======== Given text

Something’s come up during essay class. Another misbelief.
Which if you look back at previous posts, you’ll see these are false ideas that other people have often laid on you and that you have accepted as part of reality, even if you disagree. Or misbeliefs are something you’ve decided are true, when in fact, they’re just not.
This is why trusting yourself, believing your body when it tells you that something is wrong, is so important for all of us (adults) and for our children to learn.
Yet I still believe that writing about myself is narcissistic and navel-gazing. That if I do it and do it too much that I risk turning into a self-involved and toxic person who only thinks of herself. (Yes, I believe this on a deep level, hammered into me by continual and repeated demonstrations and by the fears of others. I was raised with these beliefs, many given to me carelessly by men, preachers, who turned out later to only want to control me and who were wildly projecting.)
I am not surprised that I still carry this odd idea around. It’s shame. We’re shamed with this kind of ideology both in and out of religion, but religion is really good at it. They’ve perfected it and now it’s in all areas of life. We shame others, all because we feel the panic within ourselves, the “I don’t want to be seen as weak, or I don’t want to lose” feelings. You can’t walk around as a human without feeling shame for something.
But our society has a very odd way of behaving. They want spectacle, they want the scoop, but if you don’t reveal it, you’re not being honest. So, we tell something and then no one believes it. It’s a catch-22.
To counter this misbelief, I must stop caring about what others think of me. So much of writing is believing that you have something important to share, something that you must say out loud, and I think readers can tell when writers are not completely in agreement with themselves. It doesn’t ring true.
Will it help me to tell it? Tell it. Will it help others to tell it? It must still help me first.
See how I recast the misbelief?
I think part of me posting on my blog is to test whether I actually have the courage to write about me and not immediately dive into the nearby bushes to hide. It’s about me challenging this misbelief. It’s my way of reclaiming the space I need to write about myself.
It’s also part of my process. Confronting my misbeliefs. Reclaiming what’s mine. My story. My childhood. My life. My feelings and thoughts about all of it. I know people will not agree, but this space, this blog is me staring down what tries to stop me. Giving me the room to spread out, make space, enlarge, refuse to shrink.
This is my story. These are my observations. If you don’t like it, write your own.

================

Problem description. For each of the following statements, state yes or no for whether it agrees with the post on misbeliefs and writing about oneself, and quote the words of the post that settle it. 1. The writer was raised with the belief that writing about oneself is narcissistic. 2. The post presents religion as the only place where this kind of shaming ideology is found. 3. The writer holds that telling a story must help others before it helps the writer.

======== Data provided

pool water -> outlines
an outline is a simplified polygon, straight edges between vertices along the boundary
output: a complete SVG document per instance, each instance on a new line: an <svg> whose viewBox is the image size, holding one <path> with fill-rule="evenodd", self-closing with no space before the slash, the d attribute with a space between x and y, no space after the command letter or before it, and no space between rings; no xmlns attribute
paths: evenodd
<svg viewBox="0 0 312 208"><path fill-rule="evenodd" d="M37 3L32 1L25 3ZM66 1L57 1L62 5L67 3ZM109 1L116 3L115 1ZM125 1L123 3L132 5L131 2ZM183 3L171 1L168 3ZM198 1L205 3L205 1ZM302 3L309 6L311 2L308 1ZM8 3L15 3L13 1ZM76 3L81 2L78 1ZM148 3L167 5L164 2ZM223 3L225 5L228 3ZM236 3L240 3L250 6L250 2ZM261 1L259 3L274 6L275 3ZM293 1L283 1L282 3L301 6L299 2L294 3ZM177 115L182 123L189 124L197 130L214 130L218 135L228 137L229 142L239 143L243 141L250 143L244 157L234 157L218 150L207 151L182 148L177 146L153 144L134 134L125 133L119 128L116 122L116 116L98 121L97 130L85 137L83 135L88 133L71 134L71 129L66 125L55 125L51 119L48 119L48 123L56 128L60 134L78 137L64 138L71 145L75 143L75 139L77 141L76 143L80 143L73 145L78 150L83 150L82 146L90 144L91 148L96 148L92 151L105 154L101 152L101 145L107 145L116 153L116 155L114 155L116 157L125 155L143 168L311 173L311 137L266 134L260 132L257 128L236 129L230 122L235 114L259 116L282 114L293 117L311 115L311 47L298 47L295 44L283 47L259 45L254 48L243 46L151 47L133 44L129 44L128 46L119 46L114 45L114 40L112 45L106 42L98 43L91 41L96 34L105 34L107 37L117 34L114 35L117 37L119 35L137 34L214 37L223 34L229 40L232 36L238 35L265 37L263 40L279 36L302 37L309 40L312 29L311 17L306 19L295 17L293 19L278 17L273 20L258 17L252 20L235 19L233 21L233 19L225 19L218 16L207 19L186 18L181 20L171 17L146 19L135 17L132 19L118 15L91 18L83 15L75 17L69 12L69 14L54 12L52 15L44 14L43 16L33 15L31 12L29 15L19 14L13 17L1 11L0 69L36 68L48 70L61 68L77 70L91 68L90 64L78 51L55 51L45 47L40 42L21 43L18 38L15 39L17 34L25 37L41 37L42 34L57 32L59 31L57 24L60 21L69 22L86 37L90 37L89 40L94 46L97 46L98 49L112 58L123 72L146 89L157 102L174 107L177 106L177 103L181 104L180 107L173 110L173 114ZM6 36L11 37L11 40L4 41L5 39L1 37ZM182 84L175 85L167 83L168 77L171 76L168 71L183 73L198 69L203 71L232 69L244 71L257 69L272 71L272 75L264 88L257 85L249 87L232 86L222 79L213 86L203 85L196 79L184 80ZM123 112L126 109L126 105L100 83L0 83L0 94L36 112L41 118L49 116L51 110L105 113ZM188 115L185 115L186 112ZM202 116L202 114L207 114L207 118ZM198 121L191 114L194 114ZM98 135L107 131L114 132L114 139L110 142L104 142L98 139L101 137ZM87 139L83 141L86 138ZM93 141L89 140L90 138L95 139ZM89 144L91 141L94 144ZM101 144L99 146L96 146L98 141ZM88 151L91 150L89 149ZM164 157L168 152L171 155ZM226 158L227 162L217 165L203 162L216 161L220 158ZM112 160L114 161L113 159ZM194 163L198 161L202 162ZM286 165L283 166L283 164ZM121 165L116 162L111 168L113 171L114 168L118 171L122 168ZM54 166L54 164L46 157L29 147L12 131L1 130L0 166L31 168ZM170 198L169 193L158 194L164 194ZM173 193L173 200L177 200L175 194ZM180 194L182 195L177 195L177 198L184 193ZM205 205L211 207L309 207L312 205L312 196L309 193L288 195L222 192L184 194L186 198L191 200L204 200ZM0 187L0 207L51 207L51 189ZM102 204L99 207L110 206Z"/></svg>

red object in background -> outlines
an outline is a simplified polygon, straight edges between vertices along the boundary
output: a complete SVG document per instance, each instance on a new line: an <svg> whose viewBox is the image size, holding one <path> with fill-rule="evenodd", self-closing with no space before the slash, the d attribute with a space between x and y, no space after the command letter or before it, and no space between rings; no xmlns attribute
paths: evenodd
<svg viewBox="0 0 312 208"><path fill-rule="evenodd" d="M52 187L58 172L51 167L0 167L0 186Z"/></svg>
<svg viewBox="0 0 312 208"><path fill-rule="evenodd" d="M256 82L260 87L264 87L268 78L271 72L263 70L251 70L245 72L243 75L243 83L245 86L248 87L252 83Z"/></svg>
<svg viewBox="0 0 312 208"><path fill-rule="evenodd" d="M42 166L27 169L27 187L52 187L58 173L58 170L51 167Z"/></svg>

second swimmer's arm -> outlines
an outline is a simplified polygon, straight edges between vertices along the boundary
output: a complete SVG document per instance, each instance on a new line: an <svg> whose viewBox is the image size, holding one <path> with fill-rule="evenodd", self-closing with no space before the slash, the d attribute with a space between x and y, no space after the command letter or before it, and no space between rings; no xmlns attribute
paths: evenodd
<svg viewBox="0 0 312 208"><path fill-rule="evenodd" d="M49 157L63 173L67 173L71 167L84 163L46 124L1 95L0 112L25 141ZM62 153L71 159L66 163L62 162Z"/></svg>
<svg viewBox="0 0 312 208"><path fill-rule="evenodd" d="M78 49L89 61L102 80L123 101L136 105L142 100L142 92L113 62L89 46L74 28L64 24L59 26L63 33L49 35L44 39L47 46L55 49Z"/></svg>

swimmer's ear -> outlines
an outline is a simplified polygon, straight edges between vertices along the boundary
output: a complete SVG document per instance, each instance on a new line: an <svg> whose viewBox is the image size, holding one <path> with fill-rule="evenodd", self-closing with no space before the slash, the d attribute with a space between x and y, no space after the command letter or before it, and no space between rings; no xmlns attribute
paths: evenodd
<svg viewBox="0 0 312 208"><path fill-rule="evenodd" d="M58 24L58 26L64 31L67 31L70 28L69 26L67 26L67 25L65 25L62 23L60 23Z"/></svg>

================

Answer.
1. Yes: "I was raised with these beliefs"
2. No: "We’re shamed with this kind of ideology both in and out of religion"
3. No: "It must still help me first."